---- DATA SHOWN

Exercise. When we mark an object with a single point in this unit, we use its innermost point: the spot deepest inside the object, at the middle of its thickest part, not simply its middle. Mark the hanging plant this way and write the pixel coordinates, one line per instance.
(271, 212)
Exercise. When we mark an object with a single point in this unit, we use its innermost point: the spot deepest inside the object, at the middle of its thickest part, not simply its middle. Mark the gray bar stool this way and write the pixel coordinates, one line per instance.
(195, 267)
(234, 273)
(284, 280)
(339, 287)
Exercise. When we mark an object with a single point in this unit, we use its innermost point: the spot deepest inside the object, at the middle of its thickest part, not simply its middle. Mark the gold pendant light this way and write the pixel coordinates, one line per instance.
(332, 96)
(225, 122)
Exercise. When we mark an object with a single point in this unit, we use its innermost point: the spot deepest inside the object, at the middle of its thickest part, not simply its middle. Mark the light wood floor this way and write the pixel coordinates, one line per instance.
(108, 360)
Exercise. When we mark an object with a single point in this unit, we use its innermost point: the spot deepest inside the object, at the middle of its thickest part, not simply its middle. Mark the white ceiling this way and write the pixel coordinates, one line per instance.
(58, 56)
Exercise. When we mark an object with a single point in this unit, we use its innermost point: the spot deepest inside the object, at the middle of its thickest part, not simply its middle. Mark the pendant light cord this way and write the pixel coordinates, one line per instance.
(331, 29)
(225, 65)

--------
---- DATA SHOWN

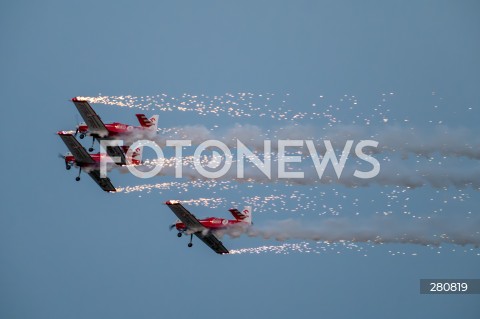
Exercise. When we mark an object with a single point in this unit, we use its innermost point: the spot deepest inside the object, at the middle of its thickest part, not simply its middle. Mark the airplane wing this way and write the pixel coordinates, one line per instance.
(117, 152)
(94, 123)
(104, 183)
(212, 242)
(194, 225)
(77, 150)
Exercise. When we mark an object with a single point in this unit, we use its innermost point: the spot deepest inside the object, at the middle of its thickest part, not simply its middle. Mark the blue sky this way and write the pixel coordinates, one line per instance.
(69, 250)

--------
---- DATA SHOWN

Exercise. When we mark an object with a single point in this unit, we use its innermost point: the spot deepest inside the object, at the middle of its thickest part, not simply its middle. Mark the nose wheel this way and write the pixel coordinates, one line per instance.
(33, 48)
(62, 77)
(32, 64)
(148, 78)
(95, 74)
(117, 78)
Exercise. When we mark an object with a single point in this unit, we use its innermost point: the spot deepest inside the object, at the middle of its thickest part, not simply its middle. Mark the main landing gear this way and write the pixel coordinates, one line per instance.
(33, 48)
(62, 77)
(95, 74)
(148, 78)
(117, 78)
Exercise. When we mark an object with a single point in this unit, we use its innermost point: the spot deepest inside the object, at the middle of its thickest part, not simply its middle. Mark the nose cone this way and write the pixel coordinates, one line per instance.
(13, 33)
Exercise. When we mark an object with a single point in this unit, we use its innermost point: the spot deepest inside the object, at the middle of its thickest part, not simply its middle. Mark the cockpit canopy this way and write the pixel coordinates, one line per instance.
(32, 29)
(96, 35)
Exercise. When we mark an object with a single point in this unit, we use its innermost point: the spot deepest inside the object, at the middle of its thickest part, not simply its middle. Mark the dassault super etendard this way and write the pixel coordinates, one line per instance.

--------

Among the entries above, copy exactly only the lines starting with the one containing "Mark the cockpit" and going through the one containing "Mark the dassault", both ends included.

§ RESPONSE BOX:
Exercise. When we mark an object with a single point in this unit, we use its innermost point: the spot deepest inside the object, at the middle of its thickest part, not simply its middle. Mark the cockpit canopy this way and write the pixel coordinates, one line per instance.
(32, 29)
(96, 35)
Exercise. When we mark an object with a single point in this unit, we use its innermost point: the spot deepest inside the object, at the middle of its thickest part, not simply its middle. Mark the dassault super etendard this way and write the pixel coordinates, one line per instance.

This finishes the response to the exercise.